WORK TO COMPLETE: Reproduce only the material below between the lines holding "of the tree" and "<point>974,327</point>", inclusive, with the requests kept in, and shift every point coordinate in the answers by -47.

---- SUPPLIED DATA

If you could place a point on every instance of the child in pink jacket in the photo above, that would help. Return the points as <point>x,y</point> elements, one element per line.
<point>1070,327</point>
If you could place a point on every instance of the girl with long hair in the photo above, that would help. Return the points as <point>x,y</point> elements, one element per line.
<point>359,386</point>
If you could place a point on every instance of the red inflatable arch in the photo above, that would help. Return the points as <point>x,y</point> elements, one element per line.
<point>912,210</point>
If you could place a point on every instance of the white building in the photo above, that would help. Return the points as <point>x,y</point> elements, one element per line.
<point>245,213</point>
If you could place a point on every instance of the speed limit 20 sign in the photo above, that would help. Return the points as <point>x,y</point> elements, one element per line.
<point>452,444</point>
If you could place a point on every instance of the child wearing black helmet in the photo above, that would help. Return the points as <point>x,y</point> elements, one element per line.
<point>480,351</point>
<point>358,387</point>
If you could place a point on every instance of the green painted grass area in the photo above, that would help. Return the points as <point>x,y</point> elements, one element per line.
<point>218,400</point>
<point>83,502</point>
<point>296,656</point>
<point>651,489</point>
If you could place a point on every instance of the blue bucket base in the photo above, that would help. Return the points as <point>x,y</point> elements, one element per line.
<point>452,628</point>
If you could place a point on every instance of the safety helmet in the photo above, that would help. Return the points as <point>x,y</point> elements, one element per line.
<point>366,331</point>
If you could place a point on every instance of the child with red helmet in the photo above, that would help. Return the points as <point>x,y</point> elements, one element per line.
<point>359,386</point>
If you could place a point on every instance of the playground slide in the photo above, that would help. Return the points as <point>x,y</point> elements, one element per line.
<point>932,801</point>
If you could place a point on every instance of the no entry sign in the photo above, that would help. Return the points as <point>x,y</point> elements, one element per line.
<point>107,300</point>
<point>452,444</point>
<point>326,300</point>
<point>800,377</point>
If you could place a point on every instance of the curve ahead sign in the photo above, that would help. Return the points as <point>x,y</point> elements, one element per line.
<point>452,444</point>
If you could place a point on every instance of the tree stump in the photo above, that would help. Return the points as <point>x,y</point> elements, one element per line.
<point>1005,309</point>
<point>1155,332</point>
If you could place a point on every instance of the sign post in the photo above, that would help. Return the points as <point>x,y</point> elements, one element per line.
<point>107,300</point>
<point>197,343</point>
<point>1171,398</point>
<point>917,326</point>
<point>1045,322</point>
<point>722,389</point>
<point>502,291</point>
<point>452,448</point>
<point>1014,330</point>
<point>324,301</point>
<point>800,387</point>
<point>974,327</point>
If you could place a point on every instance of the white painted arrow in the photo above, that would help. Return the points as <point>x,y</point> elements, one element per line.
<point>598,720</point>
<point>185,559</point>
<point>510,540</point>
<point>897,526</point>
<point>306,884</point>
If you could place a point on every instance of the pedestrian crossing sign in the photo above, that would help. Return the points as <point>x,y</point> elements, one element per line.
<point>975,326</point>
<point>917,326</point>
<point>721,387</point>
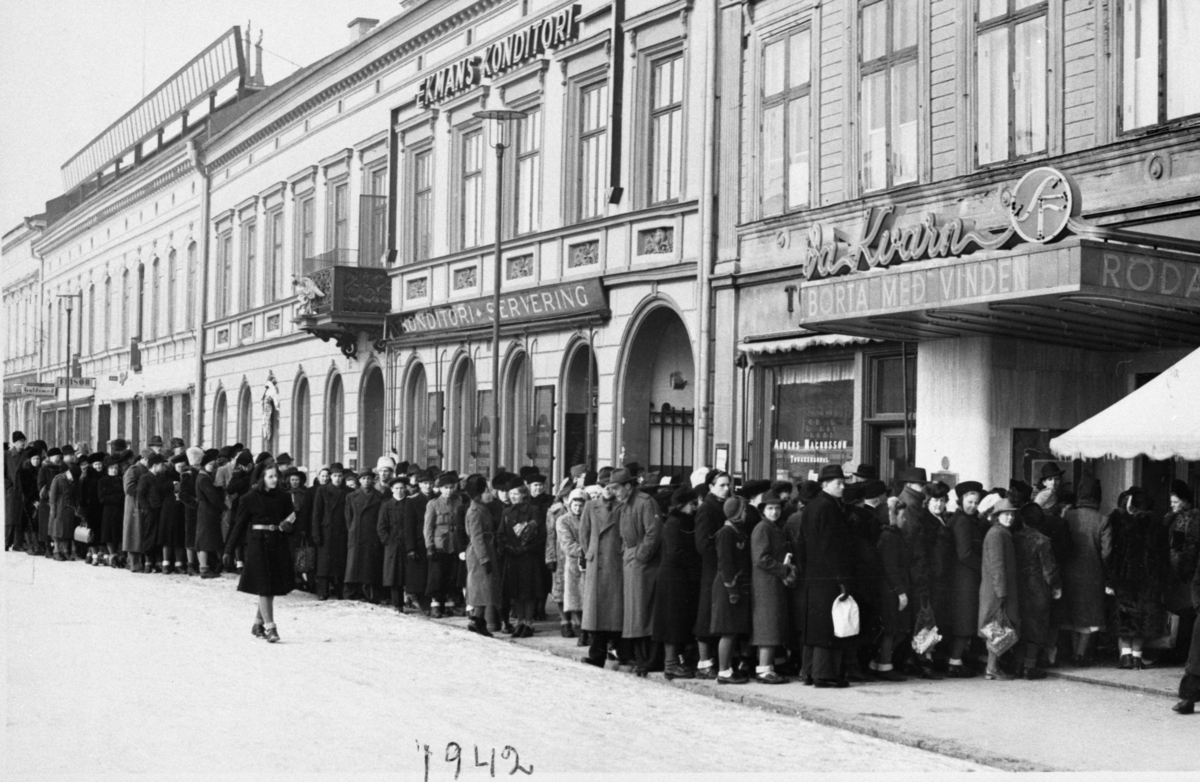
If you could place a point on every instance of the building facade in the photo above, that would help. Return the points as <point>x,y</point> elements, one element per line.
<point>963,228</point>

--------

WRITTEN ANSWER:
If you could place a point on every instance of the tree stump in the photo above, that would help. Return the points as <point>x,y</point> elements, one element per line.
<point>958,262</point>
<point>1108,285</point>
If you could place a point on every instance of the sign post in the photo above, that would help. Return the points as <point>x,y</point> elements, one element per line.
<point>60,253</point>
<point>150,296</point>
<point>1124,351</point>
<point>870,279</point>
<point>998,275</point>
<point>675,342</point>
<point>455,244</point>
<point>405,401</point>
<point>967,283</point>
<point>277,254</point>
<point>753,340</point>
<point>927,280</point>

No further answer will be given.